Stated task: Please rewrite the part of the data that opens with the line containing "Category: magenta lit building wall" and runs through the end of the data, adding 138 to every coordinate value in the answers. Keep the labeling instructions as they appear, and leave the pictures out of your answer.

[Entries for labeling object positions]
[Begin]
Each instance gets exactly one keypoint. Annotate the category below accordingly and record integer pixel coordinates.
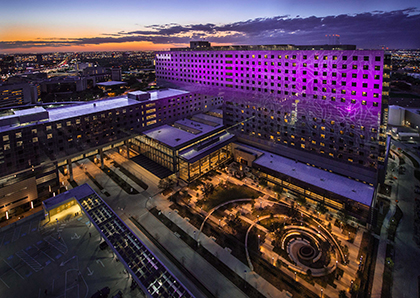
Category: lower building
(314, 185)
(17, 94)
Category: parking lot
(62, 259)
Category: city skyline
(46, 27)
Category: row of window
(287, 56)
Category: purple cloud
(394, 29)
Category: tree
(263, 183)
(343, 217)
(301, 199)
(278, 189)
(165, 183)
(208, 189)
(320, 207)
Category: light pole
(258, 242)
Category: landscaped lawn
(231, 192)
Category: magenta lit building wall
(327, 108)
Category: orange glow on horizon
(128, 46)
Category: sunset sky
(45, 26)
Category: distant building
(39, 59)
(199, 44)
(116, 74)
(7, 64)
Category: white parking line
(44, 253)
(16, 235)
(5, 283)
(4, 235)
(13, 269)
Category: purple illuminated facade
(323, 106)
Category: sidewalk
(125, 205)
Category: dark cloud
(395, 29)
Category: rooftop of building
(158, 94)
(111, 83)
(206, 147)
(182, 132)
(12, 118)
(89, 108)
(340, 185)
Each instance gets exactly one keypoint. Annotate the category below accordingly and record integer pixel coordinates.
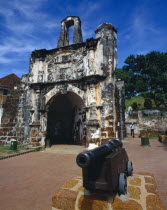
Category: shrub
(147, 103)
(134, 106)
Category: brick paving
(150, 160)
(29, 181)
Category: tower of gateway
(70, 95)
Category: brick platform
(142, 194)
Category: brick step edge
(22, 153)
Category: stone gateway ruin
(70, 95)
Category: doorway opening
(66, 117)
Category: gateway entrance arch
(66, 119)
(70, 94)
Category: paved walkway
(29, 181)
(152, 160)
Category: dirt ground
(29, 181)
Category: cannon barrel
(84, 159)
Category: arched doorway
(66, 117)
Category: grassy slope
(137, 99)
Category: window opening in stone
(71, 32)
(65, 124)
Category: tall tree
(146, 75)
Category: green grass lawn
(137, 99)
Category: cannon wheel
(129, 168)
(122, 184)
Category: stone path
(142, 195)
(150, 160)
(29, 181)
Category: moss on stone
(153, 202)
(134, 192)
(149, 180)
(128, 205)
(70, 184)
(135, 181)
(64, 199)
(151, 188)
(89, 203)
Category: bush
(147, 103)
(134, 106)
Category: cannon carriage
(105, 169)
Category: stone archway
(65, 119)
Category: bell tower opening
(66, 117)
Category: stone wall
(9, 127)
(152, 122)
(81, 76)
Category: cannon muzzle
(85, 159)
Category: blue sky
(26, 25)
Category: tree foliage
(146, 75)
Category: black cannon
(105, 168)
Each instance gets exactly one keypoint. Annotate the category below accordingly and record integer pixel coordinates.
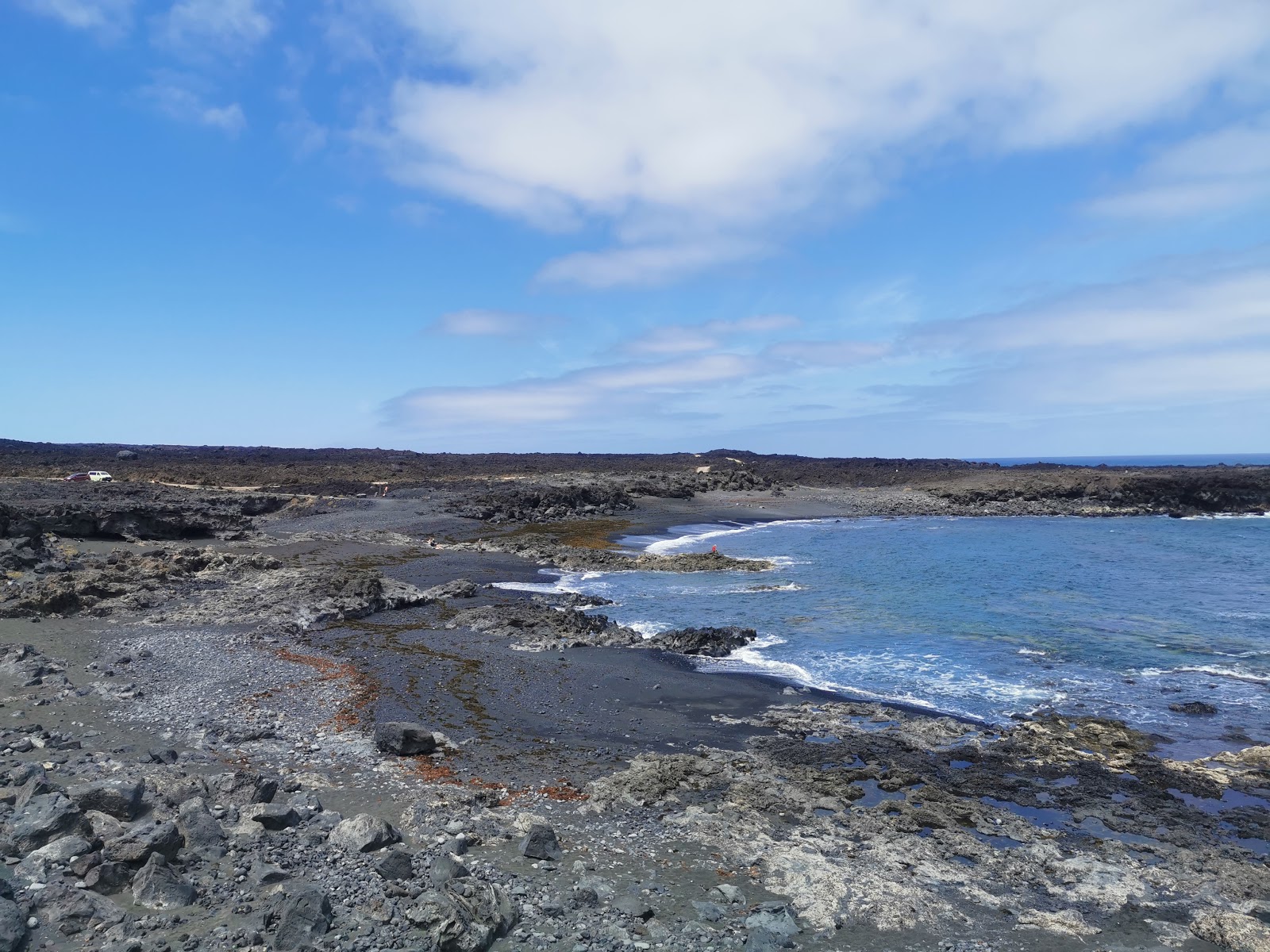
[End]
The completed task:
Category: magenta lit building wall
(465, 246)
Category: orange glow on horizon
(266, 184)
Category: sunset sky
(183, 164)
Category: distant building
(177, 197)
(337, 182)
(254, 212)
(145, 202)
Category: white parking line
(182, 391)
(154, 373)
(143, 421)
(142, 373)
(151, 407)
Category: purple illuminated facade
(461, 244)
Category: sidewalk
(263, 343)
Category: dark cloud
(533, 167)
Category: rooftop of building
(296, 232)
(249, 221)
(344, 285)
(320, 270)
(150, 256)
(227, 246)
(478, 323)
Each instance gets exactly one keypoint. Annotate the category below accordingly and record integer pixel coordinates.
Category: shrub
(285, 241)
(272, 244)
Category: brick paving
(288, 298)
(167, 319)
Category: tower of gateway
(208, 233)
Category: brick platform
(280, 332)
Category: brick step edge
(160, 291)
Category: stone gateway ruin
(208, 233)
Category: doorway opening
(204, 255)
Category: gateway entrance arch
(204, 257)
(208, 232)
Category: paved walkway
(167, 319)
(290, 298)
Category: dirt ground
(167, 319)
Category: cannon barrel
(222, 297)
Category: arched doorway
(204, 255)
Category: grassy slope
(275, 237)
Category: window opening in stone
(209, 170)
(203, 262)
Category: tall tree
(284, 213)
Category: green grass lawn
(275, 237)
Category: cannon wheel
(267, 306)
(260, 322)
Category: stone path
(280, 333)
(288, 298)
(167, 319)
Category: moss on stone
(291, 340)
(272, 330)
(287, 318)
(266, 343)
(208, 322)
(273, 319)
(202, 337)
(289, 326)
(227, 341)
Category: bush
(285, 241)
(272, 244)
Category: cannon carriage
(243, 307)
Category: stone archway
(203, 257)
Category: bell tower opening
(204, 255)
Category: stone wall
(147, 265)
(290, 260)
(219, 214)
Category: cannon muzzle
(223, 297)
Category: blue sky
(164, 163)
Category: tree foliage
(284, 213)
Category: black cannon
(243, 306)
Each instance gets exactly one keypoint. Annotate the category below accordingly and record integer pixel coordinates.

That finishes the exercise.